§ **Consegna 1**: Riduci a un breve elenco il paragrafo della fonte che comincia con «Martine, favorevole», conservandone i fatti principali.
§ **Consegna 2**: Nell'articolo sul Forum sociale di Parigi, che cosa vieta la legge di cui si è discusso molto?

§ **Fonte**:

——

20 Novembre 2003

Dal Forum sociale di Parigi

Sveva Haertter

A Parigi, anche fuori da seminari e plenarie si è parlato molto della legge che vieta l’esposizione visibile di qualsiasi segno di appartenenza religiosa nella scuola pubblica.
Martine, favorevole alle legge, racconta di essere molto arrabbiata per il fatto che nella piscina che frequenta, ora ci sono orari in cui l’ingresso è concesso solo alle donne: “Mi sembra di essere tornata indietro nel tempo”. L’obiezione che questo è l’unico modo per darvi accesso a donne e ragazze di religioni che prevedono una stretta separazione tra uomini e donne, non la convince più di tanto. Viviane sostiene che è necessario un percorso più graduale, ma che certo, alcuni tipi di lavoro che prevedono un contatto con il pubblico, difficilmente possono essere svolti da donne che per osservanza religiosa per esempio non danno la mano agli uomini.

——

§ **Righe di dati**:
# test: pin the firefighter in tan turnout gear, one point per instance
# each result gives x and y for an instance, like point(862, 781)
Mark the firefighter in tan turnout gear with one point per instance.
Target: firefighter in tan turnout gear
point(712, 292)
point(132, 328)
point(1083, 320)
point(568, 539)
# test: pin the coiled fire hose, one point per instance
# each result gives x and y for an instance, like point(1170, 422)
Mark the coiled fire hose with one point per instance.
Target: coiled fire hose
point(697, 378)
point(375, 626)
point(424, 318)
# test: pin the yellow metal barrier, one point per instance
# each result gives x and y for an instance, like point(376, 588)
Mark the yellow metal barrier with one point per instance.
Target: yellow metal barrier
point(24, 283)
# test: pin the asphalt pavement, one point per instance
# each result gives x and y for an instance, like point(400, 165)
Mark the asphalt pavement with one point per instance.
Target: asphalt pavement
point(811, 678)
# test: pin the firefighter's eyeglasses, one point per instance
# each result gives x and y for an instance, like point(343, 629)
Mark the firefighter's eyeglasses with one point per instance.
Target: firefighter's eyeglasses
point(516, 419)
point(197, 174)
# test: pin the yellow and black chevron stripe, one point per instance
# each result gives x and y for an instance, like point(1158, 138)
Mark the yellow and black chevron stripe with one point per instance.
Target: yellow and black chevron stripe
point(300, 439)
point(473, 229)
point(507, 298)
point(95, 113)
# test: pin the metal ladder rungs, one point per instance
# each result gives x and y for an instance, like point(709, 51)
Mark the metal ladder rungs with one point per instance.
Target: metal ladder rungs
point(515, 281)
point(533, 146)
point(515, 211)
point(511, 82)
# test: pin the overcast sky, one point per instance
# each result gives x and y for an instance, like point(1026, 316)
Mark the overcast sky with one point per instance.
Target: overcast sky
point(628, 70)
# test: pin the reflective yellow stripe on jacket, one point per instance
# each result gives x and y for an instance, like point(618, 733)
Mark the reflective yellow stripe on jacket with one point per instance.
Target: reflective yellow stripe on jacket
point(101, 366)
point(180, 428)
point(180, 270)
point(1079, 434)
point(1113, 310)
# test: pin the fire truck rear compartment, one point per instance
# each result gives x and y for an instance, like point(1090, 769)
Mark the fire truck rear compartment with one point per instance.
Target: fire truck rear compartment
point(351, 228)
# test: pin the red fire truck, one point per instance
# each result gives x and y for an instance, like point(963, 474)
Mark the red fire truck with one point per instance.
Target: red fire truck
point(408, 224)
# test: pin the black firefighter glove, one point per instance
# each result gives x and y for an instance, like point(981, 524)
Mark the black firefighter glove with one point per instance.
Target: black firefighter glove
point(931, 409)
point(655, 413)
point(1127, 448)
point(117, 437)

——

§ **Risposta completa 1**:
- Martine è favorevole alla legge. È molto arrabbiata perché nella piscina che frequenta ci sono ora orari con ingresso riservato alle sole donne, e le sembra di essere tornata indietro nel tempo.
- Secondo un'obiezione, questo è l'unico modo per dare accesso a donne e ragazze di religioni che prevedono una stretta separazione tra uomini e donne. L'obiezione non la convince più di tanto.
- Viviane ritiene necessario un percorso più graduale. Osserva però che alcuni lavori a contatto con il pubblico difficilmente possono essere svolti da donne che, per osservanza religiosa, non danno la mano agli uomini.

§ **Risposta completa 2**: Vieta l'esposizione visibile di qualsiasi segno di appartenenza religiosa nella scuola pubblica.